>> BEGIN Recorded data

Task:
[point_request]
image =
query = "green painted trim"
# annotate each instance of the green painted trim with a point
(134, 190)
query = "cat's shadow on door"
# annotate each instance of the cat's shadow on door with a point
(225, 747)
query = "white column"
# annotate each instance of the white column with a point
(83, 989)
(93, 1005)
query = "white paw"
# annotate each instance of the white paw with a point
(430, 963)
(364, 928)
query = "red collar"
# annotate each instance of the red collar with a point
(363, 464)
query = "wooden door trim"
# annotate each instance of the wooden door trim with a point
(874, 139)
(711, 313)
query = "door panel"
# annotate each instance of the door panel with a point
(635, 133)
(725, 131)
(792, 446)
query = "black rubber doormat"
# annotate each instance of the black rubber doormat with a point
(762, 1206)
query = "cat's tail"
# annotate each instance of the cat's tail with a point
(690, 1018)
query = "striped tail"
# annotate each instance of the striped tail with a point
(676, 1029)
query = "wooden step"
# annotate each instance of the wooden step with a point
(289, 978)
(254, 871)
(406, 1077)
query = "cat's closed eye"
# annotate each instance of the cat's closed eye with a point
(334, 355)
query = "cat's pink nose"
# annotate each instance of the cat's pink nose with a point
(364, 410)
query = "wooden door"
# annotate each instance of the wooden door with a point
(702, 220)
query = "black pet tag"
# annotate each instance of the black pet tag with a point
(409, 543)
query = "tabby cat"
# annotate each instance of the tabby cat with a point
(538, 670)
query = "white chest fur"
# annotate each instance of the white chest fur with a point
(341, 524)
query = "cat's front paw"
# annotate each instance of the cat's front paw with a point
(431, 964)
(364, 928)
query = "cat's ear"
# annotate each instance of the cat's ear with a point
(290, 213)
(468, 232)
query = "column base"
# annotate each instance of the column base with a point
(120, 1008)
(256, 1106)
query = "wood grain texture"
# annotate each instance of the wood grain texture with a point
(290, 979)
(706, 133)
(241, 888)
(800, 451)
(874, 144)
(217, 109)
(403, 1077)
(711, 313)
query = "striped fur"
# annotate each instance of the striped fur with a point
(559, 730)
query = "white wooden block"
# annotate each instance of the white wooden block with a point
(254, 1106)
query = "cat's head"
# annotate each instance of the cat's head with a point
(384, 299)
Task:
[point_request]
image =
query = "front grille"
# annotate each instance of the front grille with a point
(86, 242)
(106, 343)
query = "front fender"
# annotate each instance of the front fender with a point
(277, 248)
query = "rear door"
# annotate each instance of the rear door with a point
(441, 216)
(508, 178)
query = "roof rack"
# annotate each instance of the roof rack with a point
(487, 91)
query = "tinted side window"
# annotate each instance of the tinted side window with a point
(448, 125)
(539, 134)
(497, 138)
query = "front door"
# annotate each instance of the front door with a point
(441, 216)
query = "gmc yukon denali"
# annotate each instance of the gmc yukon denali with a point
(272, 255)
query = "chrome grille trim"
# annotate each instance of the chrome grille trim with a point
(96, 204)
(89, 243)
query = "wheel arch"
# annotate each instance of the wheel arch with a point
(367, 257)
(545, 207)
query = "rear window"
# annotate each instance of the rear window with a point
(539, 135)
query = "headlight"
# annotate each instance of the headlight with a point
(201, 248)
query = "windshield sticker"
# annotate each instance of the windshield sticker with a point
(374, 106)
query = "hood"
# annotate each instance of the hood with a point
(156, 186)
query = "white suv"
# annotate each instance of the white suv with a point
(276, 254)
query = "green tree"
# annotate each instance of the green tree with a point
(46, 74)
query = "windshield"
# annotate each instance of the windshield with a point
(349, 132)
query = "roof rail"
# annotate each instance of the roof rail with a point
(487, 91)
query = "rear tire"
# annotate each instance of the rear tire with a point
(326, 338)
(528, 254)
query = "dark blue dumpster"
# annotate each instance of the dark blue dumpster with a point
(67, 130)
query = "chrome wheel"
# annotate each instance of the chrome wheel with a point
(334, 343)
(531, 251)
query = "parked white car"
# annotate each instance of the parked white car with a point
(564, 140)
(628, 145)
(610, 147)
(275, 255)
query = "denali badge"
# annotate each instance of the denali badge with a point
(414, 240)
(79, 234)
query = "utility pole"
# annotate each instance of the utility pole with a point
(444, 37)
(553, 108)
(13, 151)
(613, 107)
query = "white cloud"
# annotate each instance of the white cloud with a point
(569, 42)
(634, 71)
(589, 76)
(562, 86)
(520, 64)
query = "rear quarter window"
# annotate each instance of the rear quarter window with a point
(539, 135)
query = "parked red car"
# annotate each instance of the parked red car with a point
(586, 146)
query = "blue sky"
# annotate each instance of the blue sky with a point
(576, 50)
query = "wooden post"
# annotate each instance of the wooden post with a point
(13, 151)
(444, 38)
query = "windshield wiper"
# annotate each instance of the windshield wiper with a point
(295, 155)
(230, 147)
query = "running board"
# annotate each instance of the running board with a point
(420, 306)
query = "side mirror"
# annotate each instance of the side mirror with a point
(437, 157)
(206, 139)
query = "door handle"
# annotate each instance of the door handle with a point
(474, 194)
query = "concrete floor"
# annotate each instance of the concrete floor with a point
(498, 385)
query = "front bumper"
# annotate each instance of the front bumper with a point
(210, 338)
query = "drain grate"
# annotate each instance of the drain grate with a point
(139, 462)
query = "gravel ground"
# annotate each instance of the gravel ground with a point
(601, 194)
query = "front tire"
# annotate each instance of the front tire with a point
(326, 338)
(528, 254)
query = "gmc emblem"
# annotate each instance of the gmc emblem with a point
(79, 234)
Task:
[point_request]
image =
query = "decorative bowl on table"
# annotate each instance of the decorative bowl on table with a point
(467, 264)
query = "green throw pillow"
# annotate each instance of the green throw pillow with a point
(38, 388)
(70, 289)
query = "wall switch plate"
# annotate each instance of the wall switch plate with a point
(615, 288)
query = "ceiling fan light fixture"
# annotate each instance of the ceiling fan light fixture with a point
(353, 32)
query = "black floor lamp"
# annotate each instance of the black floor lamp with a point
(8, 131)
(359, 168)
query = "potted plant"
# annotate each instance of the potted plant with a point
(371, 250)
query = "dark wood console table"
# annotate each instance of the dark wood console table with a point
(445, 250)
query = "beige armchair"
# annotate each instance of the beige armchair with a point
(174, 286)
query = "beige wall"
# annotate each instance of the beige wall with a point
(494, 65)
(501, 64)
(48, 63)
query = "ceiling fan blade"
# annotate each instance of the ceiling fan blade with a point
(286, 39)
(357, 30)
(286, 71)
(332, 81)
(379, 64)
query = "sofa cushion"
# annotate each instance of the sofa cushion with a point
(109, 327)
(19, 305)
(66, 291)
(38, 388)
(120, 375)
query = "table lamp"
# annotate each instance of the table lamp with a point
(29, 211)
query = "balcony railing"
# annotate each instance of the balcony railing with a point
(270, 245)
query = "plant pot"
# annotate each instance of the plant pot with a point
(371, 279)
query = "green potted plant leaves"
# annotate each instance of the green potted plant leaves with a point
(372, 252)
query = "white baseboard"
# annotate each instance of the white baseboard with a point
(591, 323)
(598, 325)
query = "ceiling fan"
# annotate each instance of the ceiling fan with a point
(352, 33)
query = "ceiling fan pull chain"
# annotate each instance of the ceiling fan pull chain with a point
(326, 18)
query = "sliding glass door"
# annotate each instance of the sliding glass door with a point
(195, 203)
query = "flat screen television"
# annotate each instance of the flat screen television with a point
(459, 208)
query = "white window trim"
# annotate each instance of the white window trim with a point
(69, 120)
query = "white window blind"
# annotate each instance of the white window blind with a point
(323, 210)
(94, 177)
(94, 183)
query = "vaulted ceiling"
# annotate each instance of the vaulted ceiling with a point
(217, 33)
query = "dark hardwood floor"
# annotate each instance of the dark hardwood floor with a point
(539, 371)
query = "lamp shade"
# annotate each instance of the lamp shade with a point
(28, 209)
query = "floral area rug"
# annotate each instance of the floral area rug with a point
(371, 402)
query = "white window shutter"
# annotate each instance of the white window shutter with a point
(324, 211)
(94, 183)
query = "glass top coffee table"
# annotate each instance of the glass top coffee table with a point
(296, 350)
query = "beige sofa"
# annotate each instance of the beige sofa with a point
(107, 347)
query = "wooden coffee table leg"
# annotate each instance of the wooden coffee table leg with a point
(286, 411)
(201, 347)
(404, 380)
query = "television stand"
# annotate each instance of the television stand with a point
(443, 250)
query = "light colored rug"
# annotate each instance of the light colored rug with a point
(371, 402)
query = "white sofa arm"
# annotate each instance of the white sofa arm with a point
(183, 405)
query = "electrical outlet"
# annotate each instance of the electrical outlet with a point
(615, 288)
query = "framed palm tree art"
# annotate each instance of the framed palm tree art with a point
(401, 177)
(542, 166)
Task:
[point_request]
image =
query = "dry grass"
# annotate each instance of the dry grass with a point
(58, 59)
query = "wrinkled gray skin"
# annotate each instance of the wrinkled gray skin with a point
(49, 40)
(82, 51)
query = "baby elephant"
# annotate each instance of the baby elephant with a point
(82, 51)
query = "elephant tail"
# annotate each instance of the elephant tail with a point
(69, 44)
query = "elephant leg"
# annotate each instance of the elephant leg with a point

>> END Recorded data

- [Task requirements]
Pull out every line in the items above that contains the word "utility".

- [Correct answer]
query = "utility pole"
# annotate each instance of the utility pole with a point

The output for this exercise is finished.